# Exercise instructions
Reproduce the cash crunch text from "In the digital" up to and including "escalate public anxiety.", substituting "online platforms" for each occurrence of "social media".

# Reading passage
---
Though replenishment of cash and renewed confidence of public will soon resolve the cash crunch issue, its resurgence cannot be ruled out unless compatible long-term cash in circulation (CIC) policies are firmed up. It requires a granular drill down to introspect reasons for such disequilibrium in cash management. Cash is important to keep the economy on track. Any interruption in cash-intensive economic activities at the bottom of the pyramid will soon bloat to eventually usurp prospects of growth.
In the digital age, communication flows through social media. Influenced by such rapid information flow, even people not in need of cash may queue up to store it to overcome any possible future cash crunch, thus unknowingly adding to the woes. Many such unwanted cash withdrawals could sum up to put pressure on local cash stocks. Thus social media sometimes can potentially escalate public anxiety.
Therefore, intelligentsia may use social media more to disseminate financial literacy and help resolve social issues. With data costs coming down, penetration of social network is increasing fast with its attendant risk.
Volume of Cash
Though there is a contention that CIC is not in tune with the growth in nominal GDP, it is
debatable. The CIC at Rs 17.5 lakh crore on November 8, 2016, went up to Rs 18.43 lakh crore on April 6, 2018. Of this, the public holds Rs 6.7 lakh crore worth of Rs 2,000 denomination. It is also perceived that the entire stock of currency notes of Rs 2,000 is not actively in circulation causing a shortage of cash in value terms.
Moreover, the RBI going slow on printing Rs 2,000 notes to focus more on smaller denominations of Rs 200 in preference for larger ones might have impacted the supply position.
Calibration of ATM bins can ease cash supply. Thus, baring a temporary mismatch in demand and supply, cash is available to meet genuine needs. The seasonal demand for cash is not a new phenomenon and banks are used to it. But the persuasion to move towards a less cash society – the stated objective — must be achieved with continued digital thrust.
Strengthening ATM Network
The incremental rise in the number of ATMs had gradually come down from 18,580, 10,075 to negative 743 when data of February 2015 to 2018 is compared. Even among those ATMs, many are either not loaded with cash or are not functional. It is estimated that 40% was out of service, which has now come down to 15%. Non-maintenance of ATMs adds to the inconvenience. It is essential to restore its efficiency for seamless cash availability.
---
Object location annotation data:
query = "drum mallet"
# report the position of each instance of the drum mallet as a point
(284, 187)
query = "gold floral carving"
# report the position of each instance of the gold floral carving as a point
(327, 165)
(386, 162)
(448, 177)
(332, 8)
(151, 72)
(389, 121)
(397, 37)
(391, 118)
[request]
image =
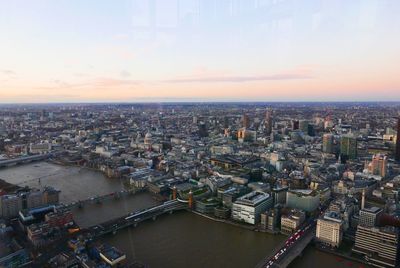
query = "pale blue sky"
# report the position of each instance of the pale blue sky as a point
(128, 50)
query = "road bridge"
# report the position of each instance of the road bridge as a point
(98, 199)
(23, 160)
(290, 249)
(135, 218)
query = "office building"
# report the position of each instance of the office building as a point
(330, 229)
(397, 155)
(348, 146)
(249, 207)
(327, 143)
(303, 126)
(378, 166)
(369, 217)
(378, 245)
(307, 200)
(10, 205)
(279, 194)
(268, 122)
(291, 222)
(245, 121)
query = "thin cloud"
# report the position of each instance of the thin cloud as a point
(239, 79)
(8, 72)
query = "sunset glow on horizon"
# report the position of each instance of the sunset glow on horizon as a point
(199, 50)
---
# Answer for this exercise
In the digital age, communication flows through online platforms. Influenced by such rapid information flow, even people not in need of cash may queue up to store it to overcome any possible future cash crunch, thus unknowingly adding to the woes. Many such unwanted cash withdrawals could sum up to put pressure on local cash stocks. Thus online platforms sometimes can potentially escalate public anxiety.